---- DATASET RECORDS
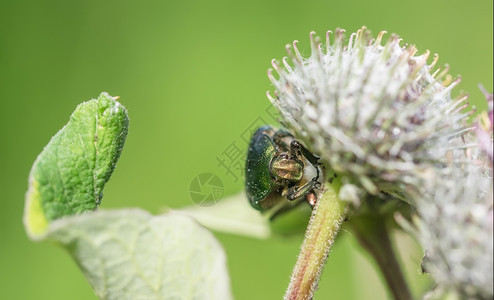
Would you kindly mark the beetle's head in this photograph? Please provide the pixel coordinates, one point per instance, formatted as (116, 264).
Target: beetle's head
(283, 168)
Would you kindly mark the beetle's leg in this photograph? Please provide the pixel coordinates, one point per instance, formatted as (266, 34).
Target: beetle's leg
(298, 149)
(278, 137)
(297, 192)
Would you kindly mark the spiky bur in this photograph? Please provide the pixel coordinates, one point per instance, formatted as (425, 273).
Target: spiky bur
(372, 111)
(378, 114)
(455, 223)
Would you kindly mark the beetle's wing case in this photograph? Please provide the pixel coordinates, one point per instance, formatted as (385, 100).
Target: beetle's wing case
(258, 181)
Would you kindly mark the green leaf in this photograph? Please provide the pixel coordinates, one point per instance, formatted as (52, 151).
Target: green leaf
(130, 254)
(68, 176)
(235, 215)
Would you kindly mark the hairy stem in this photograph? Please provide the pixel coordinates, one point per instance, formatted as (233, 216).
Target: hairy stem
(327, 216)
(372, 233)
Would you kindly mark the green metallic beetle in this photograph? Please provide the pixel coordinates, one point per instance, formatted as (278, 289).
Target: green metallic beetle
(278, 167)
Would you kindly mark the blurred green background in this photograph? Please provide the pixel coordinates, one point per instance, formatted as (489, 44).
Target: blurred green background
(193, 76)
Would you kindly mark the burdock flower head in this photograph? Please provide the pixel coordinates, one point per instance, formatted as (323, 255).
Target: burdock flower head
(374, 112)
(383, 118)
(455, 223)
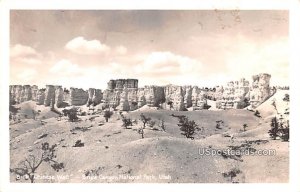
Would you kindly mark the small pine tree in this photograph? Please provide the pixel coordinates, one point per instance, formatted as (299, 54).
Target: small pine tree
(30, 165)
(107, 115)
(274, 131)
(285, 132)
(126, 122)
(144, 120)
(187, 127)
(274, 105)
(141, 131)
(162, 125)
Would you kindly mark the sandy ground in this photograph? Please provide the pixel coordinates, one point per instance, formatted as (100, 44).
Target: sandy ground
(112, 153)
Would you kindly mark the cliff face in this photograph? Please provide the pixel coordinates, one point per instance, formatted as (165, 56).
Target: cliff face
(260, 90)
(78, 96)
(94, 96)
(19, 93)
(125, 95)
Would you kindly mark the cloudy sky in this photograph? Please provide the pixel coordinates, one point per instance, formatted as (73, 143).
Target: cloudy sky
(205, 48)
--------
(WHAT THE TASK REQUIRES): All that is wanted is the line with "Would you kindly mark the sandy" and every later line in the entries, reproduced exactly.

(OUTPUT):
Would you kindly mark the sandy ground in this photograph? Please provide the pixel coordinates, one point per instance, formatted as (100, 44).
Target: sandy ground
(112, 153)
Would you kindly mark the cliff face in this photograph? Please provide the pixel coordinates, one point per instance, formatted as (165, 56).
Target: cliff face
(260, 90)
(78, 96)
(94, 96)
(19, 93)
(125, 95)
Would you kindly mark the cloudy sky in this photograph? Please provide the pixel coordinates, one point per instance, formatted as (73, 143).
Target: cloudy sky
(205, 48)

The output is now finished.